[Provided material start]
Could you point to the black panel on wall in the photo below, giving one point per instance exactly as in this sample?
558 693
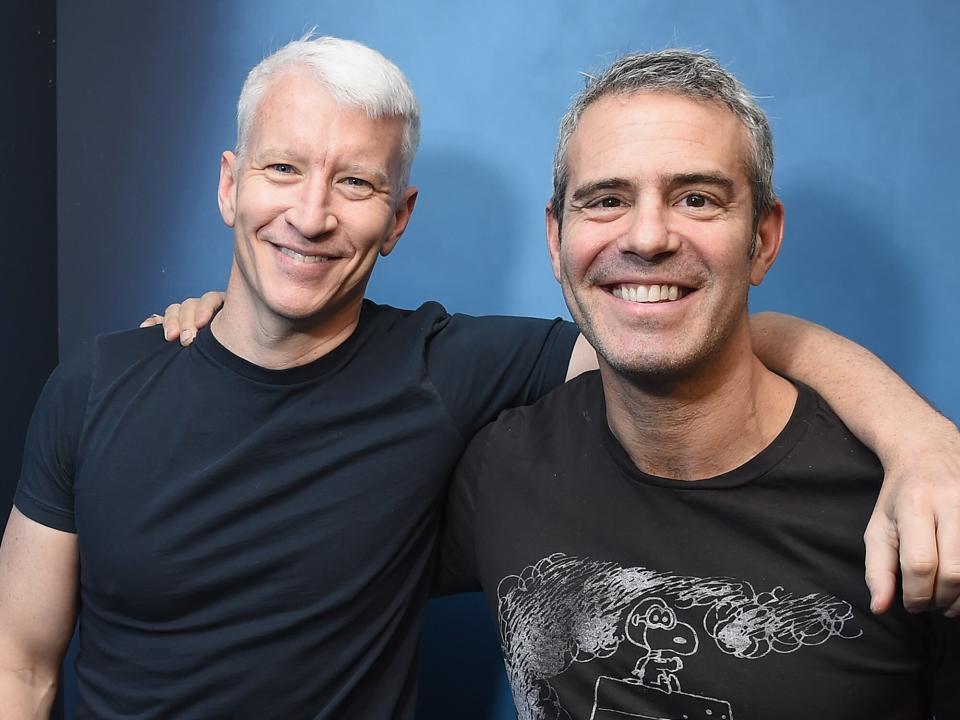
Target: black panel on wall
28 193
28 201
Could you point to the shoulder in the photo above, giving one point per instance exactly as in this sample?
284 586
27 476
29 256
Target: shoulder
112 355
828 441
567 412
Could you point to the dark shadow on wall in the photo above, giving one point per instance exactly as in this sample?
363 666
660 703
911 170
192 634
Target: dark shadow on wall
461 244
134 83
839 266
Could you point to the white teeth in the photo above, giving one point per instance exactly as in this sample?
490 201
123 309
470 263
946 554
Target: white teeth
647 293
302 258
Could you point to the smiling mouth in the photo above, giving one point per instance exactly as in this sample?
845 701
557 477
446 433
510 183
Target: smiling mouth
649 293
306 259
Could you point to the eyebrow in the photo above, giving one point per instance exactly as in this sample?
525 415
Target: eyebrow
724 182
591 188
380 175
274 152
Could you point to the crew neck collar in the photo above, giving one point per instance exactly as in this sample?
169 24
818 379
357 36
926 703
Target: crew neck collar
751 470
208 344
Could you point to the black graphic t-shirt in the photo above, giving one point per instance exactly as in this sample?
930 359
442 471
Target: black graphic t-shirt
259 543
740 597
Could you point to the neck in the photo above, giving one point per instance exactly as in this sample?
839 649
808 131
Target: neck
700 426
250 330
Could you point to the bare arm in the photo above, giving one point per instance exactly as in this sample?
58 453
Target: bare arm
38 605
916 523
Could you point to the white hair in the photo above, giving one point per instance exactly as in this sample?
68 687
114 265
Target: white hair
354 75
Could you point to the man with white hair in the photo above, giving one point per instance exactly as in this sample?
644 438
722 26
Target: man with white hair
678 535
247 527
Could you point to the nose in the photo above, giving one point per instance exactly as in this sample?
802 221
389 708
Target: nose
312 213
649 233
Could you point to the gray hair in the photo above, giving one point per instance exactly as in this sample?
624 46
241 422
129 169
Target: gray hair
691 74
355 75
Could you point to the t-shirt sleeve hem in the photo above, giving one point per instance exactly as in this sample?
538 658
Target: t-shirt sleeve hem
44 514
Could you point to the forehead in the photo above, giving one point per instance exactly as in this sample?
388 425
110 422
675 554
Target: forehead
653 133
297 114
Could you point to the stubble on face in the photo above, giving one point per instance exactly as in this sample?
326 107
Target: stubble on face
649 153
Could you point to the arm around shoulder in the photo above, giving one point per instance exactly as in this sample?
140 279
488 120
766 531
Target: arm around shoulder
915 526
39 569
[Provided material end]
• **Problem statement**: Rewrite the listing from the line containing "Could you point to the arm" through the end, keeping every line, requests included. Offset each coordinate in the answers by adding 121 to it.

• **Answer to this exercise**:
Could you point to the arm around shoulder in the photo above, giving one point per instance exactly as in this sample?
140 279
488 120
766 531
Target: arm around shoulder
1036 647
160 690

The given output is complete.